* _DATA RECORDS_
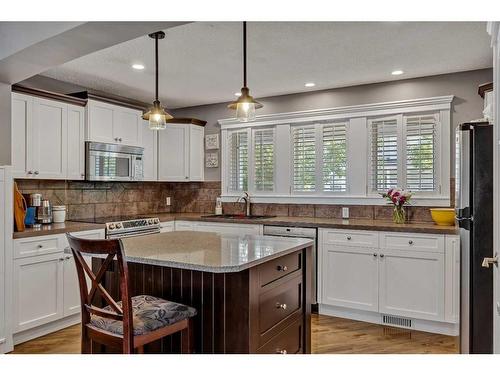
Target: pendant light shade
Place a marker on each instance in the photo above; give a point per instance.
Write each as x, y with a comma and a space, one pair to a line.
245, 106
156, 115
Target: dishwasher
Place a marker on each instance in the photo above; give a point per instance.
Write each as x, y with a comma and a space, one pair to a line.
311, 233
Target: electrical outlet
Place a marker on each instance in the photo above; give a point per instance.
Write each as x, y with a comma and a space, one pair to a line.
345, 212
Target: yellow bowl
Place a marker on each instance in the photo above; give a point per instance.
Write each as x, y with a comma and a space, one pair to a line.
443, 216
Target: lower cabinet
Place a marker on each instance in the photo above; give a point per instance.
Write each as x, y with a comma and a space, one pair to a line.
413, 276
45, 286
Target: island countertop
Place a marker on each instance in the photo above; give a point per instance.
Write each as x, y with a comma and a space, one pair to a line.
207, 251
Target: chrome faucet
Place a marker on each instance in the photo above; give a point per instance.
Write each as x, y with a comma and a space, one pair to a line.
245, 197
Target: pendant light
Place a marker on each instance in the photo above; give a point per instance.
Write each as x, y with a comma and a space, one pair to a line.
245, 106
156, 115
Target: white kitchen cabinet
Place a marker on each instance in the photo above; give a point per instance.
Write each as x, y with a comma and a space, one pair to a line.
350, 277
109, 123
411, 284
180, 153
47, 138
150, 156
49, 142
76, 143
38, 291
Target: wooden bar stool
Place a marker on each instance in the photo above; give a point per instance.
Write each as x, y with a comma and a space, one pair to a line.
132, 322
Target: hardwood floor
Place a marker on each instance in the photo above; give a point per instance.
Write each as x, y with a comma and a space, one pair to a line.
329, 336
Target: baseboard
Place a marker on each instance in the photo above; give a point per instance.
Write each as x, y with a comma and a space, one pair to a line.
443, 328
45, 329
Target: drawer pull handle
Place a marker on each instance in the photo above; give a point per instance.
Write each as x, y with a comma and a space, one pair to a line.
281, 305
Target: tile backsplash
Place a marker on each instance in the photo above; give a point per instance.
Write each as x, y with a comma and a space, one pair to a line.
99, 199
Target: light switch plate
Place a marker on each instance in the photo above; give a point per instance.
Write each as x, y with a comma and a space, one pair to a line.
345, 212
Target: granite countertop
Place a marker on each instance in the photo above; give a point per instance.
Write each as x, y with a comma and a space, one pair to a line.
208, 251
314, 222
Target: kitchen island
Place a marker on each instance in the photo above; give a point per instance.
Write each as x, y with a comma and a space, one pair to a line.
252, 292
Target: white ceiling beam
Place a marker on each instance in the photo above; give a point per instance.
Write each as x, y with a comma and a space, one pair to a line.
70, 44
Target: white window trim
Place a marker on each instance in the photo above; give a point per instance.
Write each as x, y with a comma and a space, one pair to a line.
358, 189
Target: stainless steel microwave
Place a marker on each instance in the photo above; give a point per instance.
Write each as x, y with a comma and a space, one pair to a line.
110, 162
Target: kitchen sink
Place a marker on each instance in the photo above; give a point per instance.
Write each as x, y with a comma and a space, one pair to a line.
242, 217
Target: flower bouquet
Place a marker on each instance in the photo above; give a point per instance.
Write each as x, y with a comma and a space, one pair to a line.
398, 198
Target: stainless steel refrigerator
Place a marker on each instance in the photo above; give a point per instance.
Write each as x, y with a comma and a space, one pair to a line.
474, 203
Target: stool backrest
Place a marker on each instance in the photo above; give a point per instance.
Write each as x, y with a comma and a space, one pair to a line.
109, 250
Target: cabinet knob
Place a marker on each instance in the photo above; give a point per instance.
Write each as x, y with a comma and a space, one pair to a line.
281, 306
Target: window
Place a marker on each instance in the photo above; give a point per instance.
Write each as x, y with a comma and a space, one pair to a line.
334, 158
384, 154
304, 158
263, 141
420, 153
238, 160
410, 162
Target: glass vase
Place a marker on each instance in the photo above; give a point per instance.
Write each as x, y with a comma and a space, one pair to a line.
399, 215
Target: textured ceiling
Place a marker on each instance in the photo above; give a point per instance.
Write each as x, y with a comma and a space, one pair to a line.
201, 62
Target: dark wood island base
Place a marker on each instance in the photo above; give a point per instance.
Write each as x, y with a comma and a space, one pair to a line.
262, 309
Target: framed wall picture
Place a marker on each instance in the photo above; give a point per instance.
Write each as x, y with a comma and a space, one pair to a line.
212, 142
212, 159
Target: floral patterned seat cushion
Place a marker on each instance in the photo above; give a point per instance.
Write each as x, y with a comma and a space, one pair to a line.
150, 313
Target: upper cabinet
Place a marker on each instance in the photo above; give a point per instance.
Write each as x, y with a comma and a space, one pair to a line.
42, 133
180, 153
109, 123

* _YOUR INSTRUCTIONS_
Repeat the data exactly in full, omitting its pictures.

* _OUTPUT OF THE EXERCISE_
Target: pendant light shade
Place a marker on each instance in the photo above; give a point per instance.
Write each as x, y with a comma and a space, one pair to a line.
245, 106
156, 115
Target: dishwasher
Place a marker on each instance in the photo above; give a point per instance.
Write each as x, y with a comma and a space, one pair to a line.
311, 233
Target: electrical outlet
Place a marker on each instance in the photo above; give a point per instance.
Write each as x, y with a comma and a space, one pair to a line.
345, 212
Target: yellow bowl
Place a marker on each instance in the photo above; give a point per instance.
Write each as x, y with a comma and a space, one pair to a line.
443, 216
Target: lower cabinet
Place a marker on each instance in the photo above; give a point per instance.
Write each as x, y with a comma and a space, one pair to a line.
413, 276
45, 286
Target: island countertop
Place a marker on each instance in the photo above; give a point per instance.
Write each as x, y with a comma and a space, one pair to a line.
207, 251
Target: chrome faucet
Place a marker on each instance in the photo above; give a point per instance.
Write each as x, y with a comma and a space, one pair to a line.
245, 197
Target: pendant light
Place a marker on each instance in the photo above; give a point per instance.
Write each as x, y with a comma and a space, one pair to a line.
245, 106
156, 115
Target: white kitchen cabinet
Place a marker on each instance in the photo above; give a point per instance.
Write each as x, y with a comma and a space, one pair to a line.
350, 277
109, 123
411, 284
180, 153
47, 138
150, 156
49, 142
76, 143
38, 291
Target: wooden bar stool
Place a marker on each instance in the photo above; give a point per instance.
Write each as x, y with a comma and a space, one pair to a line.
132, 322
Target: hardwood floor
Place a marker on each instance in the photo above; give a point per instance.
Write each as x, y with a comma and a space, one pair to a line.
329, 336
Target: baseboard
Place a marker on each instance in the photo above; give a point per instance.
Write each as x, y with a comma and a space, one pair to a line.
443, 328
45, 329
Target: drawer pull handle
Place a marker on each instance in the photo above; give a point per instance.
Write each as x, y with a comma and a space, one pair to a line.
281, 305
Target: tile backsplash
Place a marker on each instance in the photo above; give a point per instance.
Write each as x, y with a comma and a space, one pair to a line.
99, 199
Target: light switch plate
Place a marker on each instance in the photo above; give a point per instance.
Write each as x, y with a comma and a space, one pair to a line.
345, 212
Target: granite countertop
Place a marker on each instance in the photo above; give a point per instance.
Write each as x, y with a comma and a space, one pair to a line.
208, 251
314, 222
Target: kitchen island
Place a marker on each instance in the photo above; give a point per instance.
Write each as x, y with a comma and a space, one pair to a line.
252, 292
Target: white ceiling beam
Place a marker on each instance in the photo above; give a point per instance.
Write each as x, y with a comma and a space, one pair to a line.
70, 44
Target: white window trim
Place a marker on each instance in the photo above; give a point per instance.
Write each as x, y with a comma and a space, one pair to a line.
358, 189
Target: stainless steel microwave
Place a marker on each instance in the photo above; give a point per instance.
Write each as x, y with a comma and a space, one pair to a line.
110, 162
Target: kitchen sink
Place a marker on each instance in the photo above; give a point per instance.
Write each as x, y with a comma and a space, one pair to a line.
242, 217
Target: flower bouquet
Place a marker on each instance in the photo above; give a point per instance.
Write each as x, y with a comma and a space, one pair to a line.
398, 198
Target: stainless steel refrigerator
Place a marker on each instance in the photo above; give a point per instance.
Write each as x, y with a comma and a space, one pair to a line.
474, 203
Target: stool backrest
Place a marker on each instance in the photo above; give a point per instance.
Write each as x, y with a comma and a space, one pair to a line.
109, 250
Target: cabinet knob
Place a marker on each instance in the photo above; give a point per instance.
Write each as x, y with a comma and a space, one pair to a line.
281, 306
Target: window
Place a marker on each instance in the photo above; give a point per instance.
Write each as x, y with a comma and a space, one pair to a line.
334, 158
384, 154
304, 158
263, 141
420, 153
238, 160
410, 162
Target: glass vase
Place a marker on each instance in the photo above; give a point per instance.
Write each as x, y with a comma and a space, one pair to a line.
399, 215
Target: textured ceiling
Place a marker on each instance in the photo above; give a point per instance.
Write each as x, y with a comma and a space, one pair to a line.
201, 62
Target: dark wood island base
Place a marker on each instance in the photo above; give a point per instance.
Write each as x, y with a comma and a space, one pair to a line.
262, 309
Target: framed wall picture
Place a marker on each instance in the photo above; give a point per instance.
Write each as x, y with a comma and a space, one pair to a line.
212, 142
212, 159
Target: floral patterned seat cushion
Place a marker on each instance in the photo above; give a point per instance.
Write each as x, y with a comma and a space, one pair to a line.
150, 313
Target: upper cabinet
Place a marker on each instance in the photo above; give a point per instance.
Write each as x, y with a comma and a space, one pair to a line.
42, 133
180, 153
109, 123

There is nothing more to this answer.